# GIVEN TASK
Pick out every line below that contains the string "curtain", treating uppercase and lowercase letters as different.

# MATERIAL
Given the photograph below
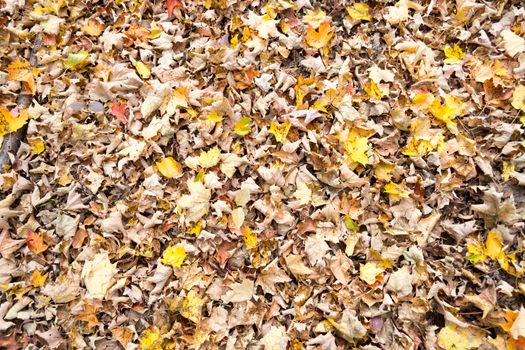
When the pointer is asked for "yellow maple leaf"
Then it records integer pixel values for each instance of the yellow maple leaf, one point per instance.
(210, 158)
(38, 280)
(93, 27)
(169, 167)
(150, 339)
(454, 337)
(280, 132)
(359, 11)
(9, 124)
(243, 126)
(196, 229)
(214, 118)
(508, 169)
(453, 55)
(510, 317)
(518, 98)
(22, 71)
(397, 191)
(448, 111)
(369, 272)
(356, 148)
(320, 37)
(141, 68)
(250, 239)
(314, 18)
(37, 145)
(373, 90)
(383, 169)
(493, 246)
(76, 61)
(191, 306)
(174, 256)
(493, 249)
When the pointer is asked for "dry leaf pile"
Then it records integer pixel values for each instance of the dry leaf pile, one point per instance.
(223, 174)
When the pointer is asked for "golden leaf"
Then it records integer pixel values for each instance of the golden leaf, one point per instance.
(454, 337)
(518, 98)
(369, 272)
(373, 90)
(169, 167)
(37, 146)
(454, 55)
(9, 124)
(210, 158)
(76, 61)
(22, 71)
(191, 306)
(38, 280)
(356, 148)
(397, 191)
(93, 27)
(243, 126)
(280, 132)
(150, 340)
(250, 239)
(174, 256)
(320, 37)
(142, 69)
(359, 11)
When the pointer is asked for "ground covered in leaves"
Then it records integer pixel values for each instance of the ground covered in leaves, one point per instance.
(223, 174)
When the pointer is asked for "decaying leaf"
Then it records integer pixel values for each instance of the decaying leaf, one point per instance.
(98, 274)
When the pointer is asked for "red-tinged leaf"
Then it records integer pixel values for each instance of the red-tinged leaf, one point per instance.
(119, 111)
(172, 4)
(35, 242)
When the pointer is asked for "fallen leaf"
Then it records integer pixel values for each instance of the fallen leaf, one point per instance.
(243, 126)
(250, 238)
(141, 68)
(98, 274)
(454, 55)
(368, 272)
(118, 110)
(174, 256)
(191, 306)
(151, 340)
(512, 42)
(454, 337)
(77, 61)
(173, 4)
(280, 131)
(197, 203)
(210, 158)
(359, 11)
(518, 98)
(318, 38)
(35, 242)
(10, 123)
(21, 70)
(37, 279)
(169, 167)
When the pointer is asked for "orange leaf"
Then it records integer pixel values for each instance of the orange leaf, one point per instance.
(510, 317)
(38, 279)
(119, 111)
(89, 315)
(172, 4)
(320, 37)
(21, 70)
(35, 242)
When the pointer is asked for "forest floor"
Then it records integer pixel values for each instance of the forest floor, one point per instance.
(223, 174)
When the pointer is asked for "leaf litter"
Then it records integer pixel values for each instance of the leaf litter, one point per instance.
(223, 174)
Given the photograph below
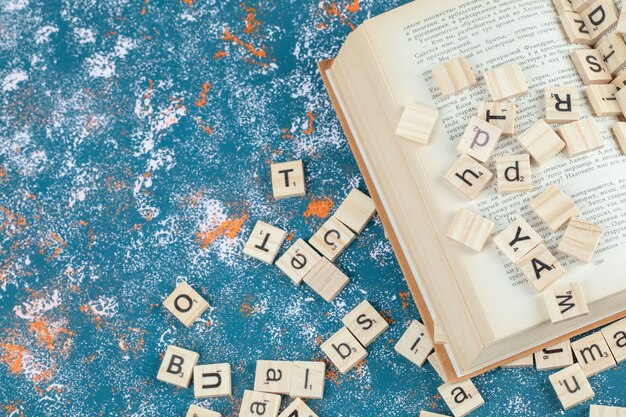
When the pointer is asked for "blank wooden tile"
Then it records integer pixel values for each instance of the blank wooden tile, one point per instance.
(185, 304)
(541, 142)
(264, 242)
(417, 123)
(556, 356)
(177, 366)
(462, 398)
(259, 404)
(580, 239)
(326, 279)
(332, 239)
(210, 381)
(355, 211)
(590, 66)
(307, 380)
(415, 344)
(581, 137)
(344, 350)
(470, 229)
(615, 336)
(517, 239)
(506, 82)
(565, 302)
(454, 76)
(593, 354)
(571, 386)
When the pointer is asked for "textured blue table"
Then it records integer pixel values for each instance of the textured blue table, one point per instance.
(135, 142)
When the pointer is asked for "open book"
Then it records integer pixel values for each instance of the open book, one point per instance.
(487, 310)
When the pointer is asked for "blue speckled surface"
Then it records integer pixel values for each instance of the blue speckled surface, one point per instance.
(135, 138)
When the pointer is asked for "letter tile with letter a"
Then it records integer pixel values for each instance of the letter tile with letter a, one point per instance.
(344, 350)
(462, 398)
(593, 354)
(565, 302)
(210, 381)
(177, 366)
(571, 386)
(186, 304)
(264, 242)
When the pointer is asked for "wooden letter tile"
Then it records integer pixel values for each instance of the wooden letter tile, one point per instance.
(506, 82)
(565, 302)
(571, 386)
(580, 239)
(344, 350)
(264, 242)
(177, 366)
(186, 304)
(415, 344)
(541, 142)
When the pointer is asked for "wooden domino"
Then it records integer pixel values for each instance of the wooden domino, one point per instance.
(571, 386)
(264, 242)
(541, 142)
(580, 239)
(593, 354)
(454, 76)
(185, 304)
(417, 123)
(565, 302)
(415, 344)
(554, 207)
(470, 229)
(344, 350)
(506, 82)
(177, 366)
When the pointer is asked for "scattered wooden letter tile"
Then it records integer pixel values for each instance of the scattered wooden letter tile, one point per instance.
(506, 82)
(517, 239)
(470, 229)
(355, 211)
(590, 66)
(593, 354)
(177, 366)
(555, 356)
(454, 76)
(415, 344)
(462, 398)
(571, 386)
(186, 304)
(581, 137)
(417, 123)
(580, 239)
(307, 380)
(344, 350)
(541, 142)
(565, 302)
(259, 404)
(211, 381)
(264, 242)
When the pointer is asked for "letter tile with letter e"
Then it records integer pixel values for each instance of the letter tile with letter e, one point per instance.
(479, 139)
(415, 344)
(565, 302)
(462, 398)
(177, 366)
(273, 376)
(186, 304)
(571, 386)
(264, 242)
(211, 381)
(344, 350)
(593, 354)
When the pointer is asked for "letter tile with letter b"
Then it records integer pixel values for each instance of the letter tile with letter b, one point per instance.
(344, 350)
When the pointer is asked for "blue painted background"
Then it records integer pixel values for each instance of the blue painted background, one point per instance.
(135, 142)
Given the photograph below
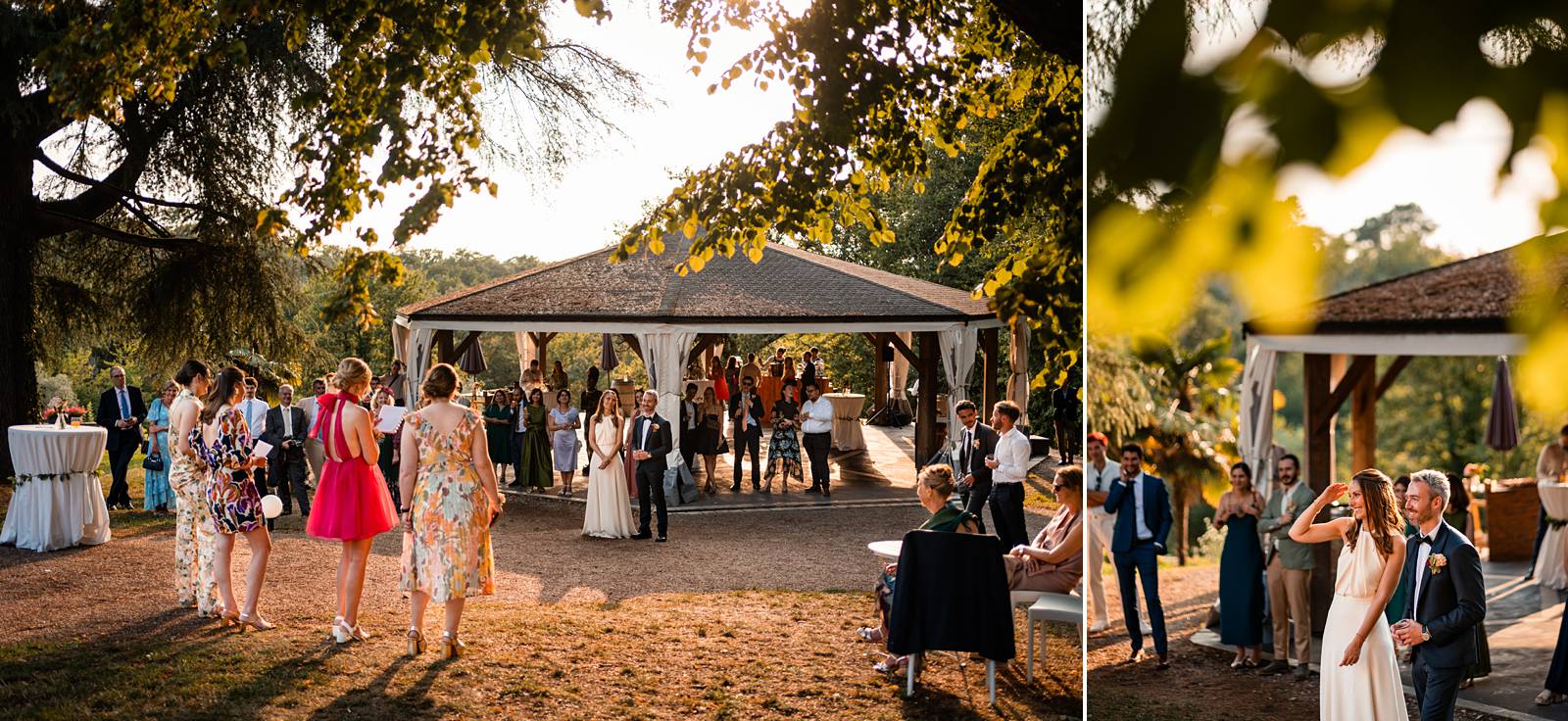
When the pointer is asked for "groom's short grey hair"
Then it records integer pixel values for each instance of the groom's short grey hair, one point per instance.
(1439, 482)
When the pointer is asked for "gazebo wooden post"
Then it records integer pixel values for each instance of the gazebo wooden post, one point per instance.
(925, 411)
(1317, 469)
(1363, 419)
(988, 368)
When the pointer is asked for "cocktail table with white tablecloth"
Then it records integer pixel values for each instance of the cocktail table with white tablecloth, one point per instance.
(847, 420)
(1549, 566)
(59, 501)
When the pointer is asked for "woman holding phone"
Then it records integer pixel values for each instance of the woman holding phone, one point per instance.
(451, 504)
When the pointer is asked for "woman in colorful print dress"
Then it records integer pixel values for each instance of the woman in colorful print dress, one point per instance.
(224, 443)
(452, 502)
(195, 537)
(352, 501)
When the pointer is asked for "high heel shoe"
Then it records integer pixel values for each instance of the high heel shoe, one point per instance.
(341, 631)
(255, 623)
(451, 648)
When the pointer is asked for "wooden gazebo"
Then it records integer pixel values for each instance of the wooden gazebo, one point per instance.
(668, 318)
(1457, 310)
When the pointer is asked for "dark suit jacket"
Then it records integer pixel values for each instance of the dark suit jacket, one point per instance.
(109, 412)
(980, 491)
(1452, 601)
(274, 435)
(1156, 513)
(755, 411)
(658, 447)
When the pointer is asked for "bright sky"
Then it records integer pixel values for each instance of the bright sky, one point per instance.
(1452, 172)
(686, 127)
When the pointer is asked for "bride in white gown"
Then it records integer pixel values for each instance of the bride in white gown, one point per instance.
(1360, 671)
(609, 511)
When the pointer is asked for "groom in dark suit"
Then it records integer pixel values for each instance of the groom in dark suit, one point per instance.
(122, 412)
(1144, 521)
(651, 443)
(1446, 602)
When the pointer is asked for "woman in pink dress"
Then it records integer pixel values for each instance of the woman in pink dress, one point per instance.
(352, 501)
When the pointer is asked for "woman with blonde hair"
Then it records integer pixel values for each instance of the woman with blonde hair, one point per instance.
(452, 499)
(352, 501)
(235, 506)
(609, 513)
(1360, 671)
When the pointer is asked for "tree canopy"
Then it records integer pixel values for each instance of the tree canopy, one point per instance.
(1211, 138)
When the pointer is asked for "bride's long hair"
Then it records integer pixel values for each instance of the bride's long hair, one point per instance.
(1379, 511)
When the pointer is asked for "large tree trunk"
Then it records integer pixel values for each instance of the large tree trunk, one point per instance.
(18, 341)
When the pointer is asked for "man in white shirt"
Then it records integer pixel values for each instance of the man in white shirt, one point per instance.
(314, 452)
(817, 425)
(1098, 475)
(1008, 467)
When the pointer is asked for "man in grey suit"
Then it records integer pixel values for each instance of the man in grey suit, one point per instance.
(286, 430)
(1290, 569)
(976, 441)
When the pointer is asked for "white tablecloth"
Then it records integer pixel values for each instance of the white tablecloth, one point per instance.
(847, 420)
(63, 509)
(1549, 566)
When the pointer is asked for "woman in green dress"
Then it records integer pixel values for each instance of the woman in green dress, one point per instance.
(535, 459)
(933, 486)
(498, 431)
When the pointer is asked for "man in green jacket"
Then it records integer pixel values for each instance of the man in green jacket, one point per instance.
(1290, 569)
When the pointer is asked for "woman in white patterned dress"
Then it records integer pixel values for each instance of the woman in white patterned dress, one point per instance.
(193, 533)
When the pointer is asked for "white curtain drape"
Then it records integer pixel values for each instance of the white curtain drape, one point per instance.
(1018, 373)
(419, 362)
(958, 360)
(1256, 438)
(665, 355)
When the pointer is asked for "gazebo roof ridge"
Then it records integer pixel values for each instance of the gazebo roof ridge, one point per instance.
(1474, 295)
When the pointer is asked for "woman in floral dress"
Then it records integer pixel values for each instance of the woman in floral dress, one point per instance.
(784, 444)
(451, 504)
(224, 443)
(157, 496)
(195, 538)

# RESULT FOR THIS EXERCISE
When the pointer is asked for "white curtain drape"
Then it records integer pixel values for each instance of the white curtain drape, one point per instance.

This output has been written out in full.